» DO THIS: Copy the entries below word for word, starting at the line that contains "of the salkantay" and continuing through the end of the entries, with both ends included.

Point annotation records
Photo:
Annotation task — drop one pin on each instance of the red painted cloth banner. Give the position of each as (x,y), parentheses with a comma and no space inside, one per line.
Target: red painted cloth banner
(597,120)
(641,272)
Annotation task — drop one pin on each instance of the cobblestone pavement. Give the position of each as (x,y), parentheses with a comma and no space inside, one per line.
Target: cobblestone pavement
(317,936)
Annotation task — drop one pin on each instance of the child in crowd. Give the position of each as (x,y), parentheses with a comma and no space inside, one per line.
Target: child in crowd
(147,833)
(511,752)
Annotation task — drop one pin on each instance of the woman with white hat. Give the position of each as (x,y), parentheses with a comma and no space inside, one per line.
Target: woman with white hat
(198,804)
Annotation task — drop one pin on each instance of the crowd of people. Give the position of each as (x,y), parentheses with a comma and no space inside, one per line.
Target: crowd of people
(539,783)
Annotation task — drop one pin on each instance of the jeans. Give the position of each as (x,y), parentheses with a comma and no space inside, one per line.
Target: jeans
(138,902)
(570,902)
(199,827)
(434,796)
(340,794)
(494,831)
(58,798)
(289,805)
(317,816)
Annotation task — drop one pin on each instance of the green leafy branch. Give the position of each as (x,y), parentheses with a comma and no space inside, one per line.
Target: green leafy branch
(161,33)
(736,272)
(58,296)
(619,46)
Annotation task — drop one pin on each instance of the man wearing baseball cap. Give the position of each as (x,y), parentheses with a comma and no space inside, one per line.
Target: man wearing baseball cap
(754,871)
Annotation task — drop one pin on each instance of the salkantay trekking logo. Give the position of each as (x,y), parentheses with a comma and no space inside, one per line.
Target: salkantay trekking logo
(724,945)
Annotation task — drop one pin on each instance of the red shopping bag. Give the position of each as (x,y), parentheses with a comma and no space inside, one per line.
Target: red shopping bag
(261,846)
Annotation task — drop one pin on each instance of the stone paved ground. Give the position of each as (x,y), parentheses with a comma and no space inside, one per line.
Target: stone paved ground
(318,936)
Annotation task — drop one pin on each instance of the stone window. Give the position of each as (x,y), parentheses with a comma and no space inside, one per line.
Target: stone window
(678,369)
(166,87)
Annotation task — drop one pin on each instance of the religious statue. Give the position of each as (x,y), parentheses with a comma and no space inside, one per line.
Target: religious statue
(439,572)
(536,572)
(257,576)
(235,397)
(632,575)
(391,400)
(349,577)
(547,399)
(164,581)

» EXERCISE OUTPUT:
Annotation task — drop one pin on each instance of the salkantay trekking logo. Give the position of each as (x,y), parentheses with a comma and no space inside, one per line.
Target: salkantay trekking logo
(724,945)
Annotation task — drop one pin on each instance of the red shopping bag. Give the position of each as (x,y), parentheses with a comma and no space inside, one per line.
Target: red shopping bag
(261,846)
Annotation task — drop one pin on each instance of the stone paved ground. Give the position of each as (x,y), parentheses with a comma and no space inside, one per line.
Target: stone paved ground
(318,936)
Annotation task — drop one pin on each instance of the stone window. Give the position of each as (x,y), parentheses with a comma and no space inside, one per line.
Target: stone window
(678,369)
(166,87)
Annotation task — drop one pin on each instance of the religious statue. Give the position of each as (x,y), parentheses with a comma and no space inside, one per line.
Target: religious statue
(439,572)
(536,572)
(257,576)
(235,397)
(632,575)
(391,400)
(349,577)
(547,399)
(164,581)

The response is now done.